## Goal of the exercise
Set down all of the data again, character for character.

Data to use: Begin

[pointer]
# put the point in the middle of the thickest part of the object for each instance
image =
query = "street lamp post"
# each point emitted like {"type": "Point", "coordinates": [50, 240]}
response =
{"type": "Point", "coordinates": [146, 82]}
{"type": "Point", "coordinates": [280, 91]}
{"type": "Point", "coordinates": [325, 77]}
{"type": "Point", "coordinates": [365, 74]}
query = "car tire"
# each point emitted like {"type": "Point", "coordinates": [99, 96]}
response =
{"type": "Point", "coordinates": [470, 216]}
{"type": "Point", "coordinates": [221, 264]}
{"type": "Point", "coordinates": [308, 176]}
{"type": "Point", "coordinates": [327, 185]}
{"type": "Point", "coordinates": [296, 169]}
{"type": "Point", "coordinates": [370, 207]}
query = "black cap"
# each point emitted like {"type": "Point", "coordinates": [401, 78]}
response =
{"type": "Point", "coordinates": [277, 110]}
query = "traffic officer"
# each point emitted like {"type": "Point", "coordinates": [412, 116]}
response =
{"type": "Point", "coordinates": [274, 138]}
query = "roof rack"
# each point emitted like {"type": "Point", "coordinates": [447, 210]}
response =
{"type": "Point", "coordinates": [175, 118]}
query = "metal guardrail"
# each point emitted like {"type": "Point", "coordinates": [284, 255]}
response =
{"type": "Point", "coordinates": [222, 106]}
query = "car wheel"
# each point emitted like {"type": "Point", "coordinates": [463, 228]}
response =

Data to use: End

## Solution to the problem
[pointer]
# put the point in the middle of the thickest part of the object for each instance
image =
query = "street lamp post"
# each point emitted like {"type": "Point", "coordinates": [50, 240]}
response =
{"type": "Point", "coordinates": [146, 82]}
{"type": "Point", "coordinates": [280, 91]}
{"type": "Point", "coordinates": [325, 77]}
{"type": "Point", "coordinates": [365, 74]}
query = "car tire"
# each point emitted like {"type": "Point", "coordinates": [99, 96]}
response =
{"type": "Point", "coordinates": [470, 216]}
{"type": "Point", "coordinates": [221, 264]}
{"type": "Point", "coordinates": [308, 176]}
{"type": "Point", "coordinates": [327, 185]}
{"type": "Point", "coordinates": [296, 169]}
{"type": "Point", "coordinates": [370, 207]}
query = "black cap"
# each point emitted like {"type": "Point", "coordinates": [401, 78]}
response =
{"type": "Point", "coordinates": [277, 110]}
query = "traffic officer"
# each point emitted like {"type": "Point", "coordinates": [412, 116]}
response =
{"type": "Point", "coordinates": [274, 138]}
query = "roof rack"
# each point emitted like {"type": "Point", "coordinates": [447, 210]}
response =
{"type": "Point", "coordinates": [175, 118]}
query = "metal guardrail"
# each point emitted like {"type": "Point", "coordinates": [284, 255]}
response =
{"type": "Point", "coordinates": [222, 106]}
query = "car wheel"
# each point emitted like {"type": "Point", "coordinates": [463, 228]}
response =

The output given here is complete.